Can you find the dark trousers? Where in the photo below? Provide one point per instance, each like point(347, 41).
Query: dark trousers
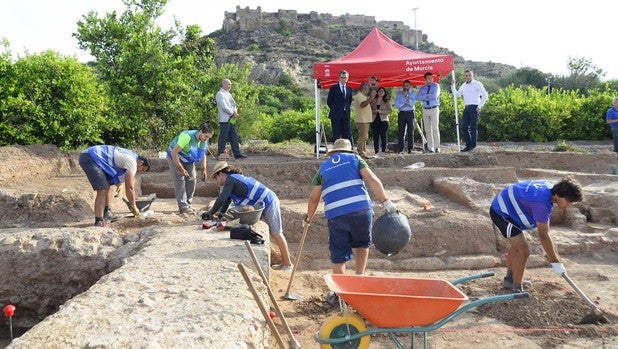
point(342, 128)
point(470, 125)
point(405, 122)
point(379, 129)
point(227, 130)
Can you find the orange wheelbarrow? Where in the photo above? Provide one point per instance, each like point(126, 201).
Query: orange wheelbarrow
point(394, 305)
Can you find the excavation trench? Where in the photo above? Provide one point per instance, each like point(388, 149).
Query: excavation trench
point(61, 272)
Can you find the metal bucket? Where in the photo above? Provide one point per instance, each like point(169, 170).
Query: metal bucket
point(248, 214)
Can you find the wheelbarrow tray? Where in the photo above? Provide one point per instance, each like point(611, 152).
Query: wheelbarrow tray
point(397, 302)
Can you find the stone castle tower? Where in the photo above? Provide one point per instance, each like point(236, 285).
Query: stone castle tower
point(323, 26)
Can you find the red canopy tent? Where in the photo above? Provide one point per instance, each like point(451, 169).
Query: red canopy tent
point(378, 55)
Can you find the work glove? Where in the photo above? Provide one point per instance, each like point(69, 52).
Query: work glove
point(389, 206)
point(135, 211)
point(558, 268)
point(306, 221)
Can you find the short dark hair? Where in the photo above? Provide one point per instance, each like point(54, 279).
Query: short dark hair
point(206, 128)
point(569, 189)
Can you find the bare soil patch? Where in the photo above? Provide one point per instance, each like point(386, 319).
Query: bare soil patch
point(446, 204)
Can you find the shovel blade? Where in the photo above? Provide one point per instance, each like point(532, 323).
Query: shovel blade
point(292, 296)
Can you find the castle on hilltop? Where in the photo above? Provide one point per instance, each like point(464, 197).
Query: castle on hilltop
point(324, 26)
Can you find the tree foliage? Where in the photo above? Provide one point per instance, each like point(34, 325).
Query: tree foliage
point(48, 98)
point(154, 76)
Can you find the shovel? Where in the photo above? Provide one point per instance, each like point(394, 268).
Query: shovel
point(597, 315)
point(294, 296)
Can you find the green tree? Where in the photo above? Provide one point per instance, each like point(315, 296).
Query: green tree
point(583, 76)
point(48, 98)
point(524, 77)
point(155, 84)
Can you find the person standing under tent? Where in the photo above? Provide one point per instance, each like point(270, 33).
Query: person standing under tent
point(363, 116)
point(339, 101)
point(381, 110)
point(475, 96)
point(429, 94)
point(404, 101)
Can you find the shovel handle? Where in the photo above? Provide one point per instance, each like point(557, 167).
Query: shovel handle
point(297, 260)
point(581, 293)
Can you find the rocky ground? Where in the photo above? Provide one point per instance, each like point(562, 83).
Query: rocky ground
point(446, 203)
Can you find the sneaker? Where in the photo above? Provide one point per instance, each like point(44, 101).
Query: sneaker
point(332, 298)
point(110, 216)
point(187, 211)
point(507, 283)
point(102, 223)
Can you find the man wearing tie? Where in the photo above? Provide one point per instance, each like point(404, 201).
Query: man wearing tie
point(475, 96)
point(429, 94)
point(339, 101)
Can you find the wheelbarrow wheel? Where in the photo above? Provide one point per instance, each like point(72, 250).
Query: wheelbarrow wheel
point(339, 326)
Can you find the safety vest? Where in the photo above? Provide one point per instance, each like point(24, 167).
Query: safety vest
point(256, 192)
point(343, 190)
point(508, 201)
point(103, 156)
point(196, 151)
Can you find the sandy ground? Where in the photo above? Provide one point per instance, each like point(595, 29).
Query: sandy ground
point(550, 318)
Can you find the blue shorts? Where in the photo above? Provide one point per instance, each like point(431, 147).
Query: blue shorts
point(349, 231)
point(98, 179)
point(507, 226)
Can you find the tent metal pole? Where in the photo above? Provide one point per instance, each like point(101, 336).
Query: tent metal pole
point(456, 113)
point(317, 118)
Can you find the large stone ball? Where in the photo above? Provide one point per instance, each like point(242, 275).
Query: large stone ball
point(391, 233)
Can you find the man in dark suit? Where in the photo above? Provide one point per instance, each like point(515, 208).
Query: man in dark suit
point(339, 101)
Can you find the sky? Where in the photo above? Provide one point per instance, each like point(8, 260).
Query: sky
point(541, 34)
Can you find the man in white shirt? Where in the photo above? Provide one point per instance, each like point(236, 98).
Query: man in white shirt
point(475, 96)
point(228, 116)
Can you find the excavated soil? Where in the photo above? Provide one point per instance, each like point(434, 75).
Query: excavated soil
point(446, 202)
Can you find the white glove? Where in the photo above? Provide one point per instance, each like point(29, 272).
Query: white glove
point(558, 268)
point(389, 206)
point(306, 221)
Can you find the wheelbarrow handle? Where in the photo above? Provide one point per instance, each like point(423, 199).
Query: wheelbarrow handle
point(473, 277)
********************
== ACTIVITY ==
Transcribe the records above exactly, skipping pictures.

== FINAL ANSWER ==
Can you find the dark trousers? Where in the photo below? Provide one point per instance, each like point(347, 41).
Query: dark trousers
point(342, 128)
point(470, 125)
point(405, 122)
point(379, 129)
point(227, 130)
Can you find the orange wheelbarrow? Where in the photo above? Provide one point per instance, each like point(126, 201).
Query: orange wheelbarrow
point(394, 305)
Can you find the excavation trench? Where in the photo above? Provide one point per instance, each like point(388, 149).
Query: excavation trench
point(61, 272)
Can you find the metal bucket? Where in the photo above? Provide one point per instance, each like point(169, 170).
Query: metal bucket
point(248, 214)
Can you find the wheelbarrow tray? Where in the photo above? Provide one point per instance, each like point(611, 152).
Query: wheelbarrow tray
point(397, 302)
Can you find the stone castle tower? Where in the photo above? Provide one point per instance, each like point(236, 285).
Query: stone castle tower
point(323, 26)
Can you find the red canopy tent? Where in the photo above? Provide one point per instance, each like point(451, 169).
Query: red canopy tent
point(378, 55)
Can you find the work glove? Where in the photo above? Provide one point per instance, each like point(69, 52).
Query: work glove
point(389, 206)
point(135, 211)
point(558, 268)
point(306, 221)
Can you find the short dark hair? Where in the photo above? Provide one point per instance, each like point(54, 279).
Query: short dark hair
point(206, 128)
point(569, 189)
Can you find the bare soil patch? Where in the photo above? Provide one point per instance, each like point(386, 319).
Query: bare soil patch
point(446, 204)
Can you find the shovel blade? Where in the photo above? Provide one point per instance, each like point(532, 323).
Query: shovel blade
point(292, 296)
Can you find the castle on hilltop? Where in the photo above? Provide one point per instance, each like point(464, 197).
Query: castle on hilltop
point(324, 26)
Can you find the tree foliage? Where in the photo above? Provide one point per instance, each like point(34, 325).
Query: tree foliage
point(48, 98)
point(154, 76)
Can you find the shovel? Where in the photo above? Provide one point per instance, each like point(394, 268).
Query: shovel
point(597, 315)
point(294, 296)
Can you find the green tree? Where in the photo above? Provide one point per instance, each like point(315, 296).
Query: green tree
point(583, 76)
point(48, 98)
point(524, 77)
point(155, 84)
Can you find the person standing under tent? Where in the photo above? Provide one point per instance, each like point(270, 33).
Query: person standing under tent
point(363, 116)
point(339, 101)
point(381, 110)
point(475, 96)
point(429, 94)
point(404, 101)
Can you find the shovel handle? Where in the photo above? Provide one point per instance, each like point(557, 167).
Query: shovel handle
point(297, 260)
point(581, 293)
Can you find the rocky ground? Where in the photo above? Provide one point per instance, each like point(562, 83).
Query: rocky ground
point(446, 203)
Can you find the sneaker? Where in the photo above? Provide one point per instance, each like point(44, 101).
Query: sneaker
point(332, 298)
point(110, 216)
point(187, 211)
point(507, 283)
point(102, 223)
Can you find the man wearing tie? Where in the photo above? Provide one point per instance, each like point(404, 201).
Query: man wearing tie
point(475, 96)
point(429, 94)
point(339, 101)
Can you find the wheelbarrow wheel? Where in the photo above? Provide one point per instance, each like point(72, 250).
Query: wheelbarrow wheel
point(339, 326)
Can you find the safety vest? Where in the photo above? Provide one point per instance, each like point(24, 167).
Query: safety vest
point(256, 192)
point(343, 190)
point(508, 201)
point(103, 156)
point(196, 151)
Can you find the sandy ground? Where in the photo above? Provide one point per instance, each like point(595, 29).
Query: sandy ground
point(550, 318)
Can you find the blue shorts? Where in the photo above? Provide one point per instance, each like point(431, 147).
Query: blue shorts
point(349, 231)
point(98, 179)
point(507, 226)
Can you find the tent metal pole? Where in the photo above? Provide one point per instance, each like point(101, 336).
Query: tent metal pole
point(456, 113)
point(317, 118)
Can you find the large stone ball? Where in the photo above? Provide one point per instance, each like point(242, 275).
Query: large stone ball
point(391, 233)
Can you find the man in dark suit? Where in the photo above? Provide one point per instance, each like point(515, 208).
Query: man in dark suit
point(339, 101)
Can you find the sky? Where in the photo above? Provide one point per instance, each like point(8, 260).
Query: sky
point(541, 34)
Can you find the man in white shirt? Where in the photo above? Provide one point per instance, each like point(236, 98).
Query: man in white shirt
point(475, 96)
point(228, 116)
Can you find the excavated soil? Where in the photo above? Provide one point per instance, each like point(434, 75).
Query: excavated soil
point(446, 202)
Can you find the white glove? Where in the photo above? Provide one point per instance, each like point(29, 272).
Query: white glove
point(558, 268)
point(389, 206)
point(306, 221)
Can you find the wheelbarrow handle? Where in the photo above? Provide one point per instance, each like point(423, 199).
Query: wheelbarrow handle
point(473, 277)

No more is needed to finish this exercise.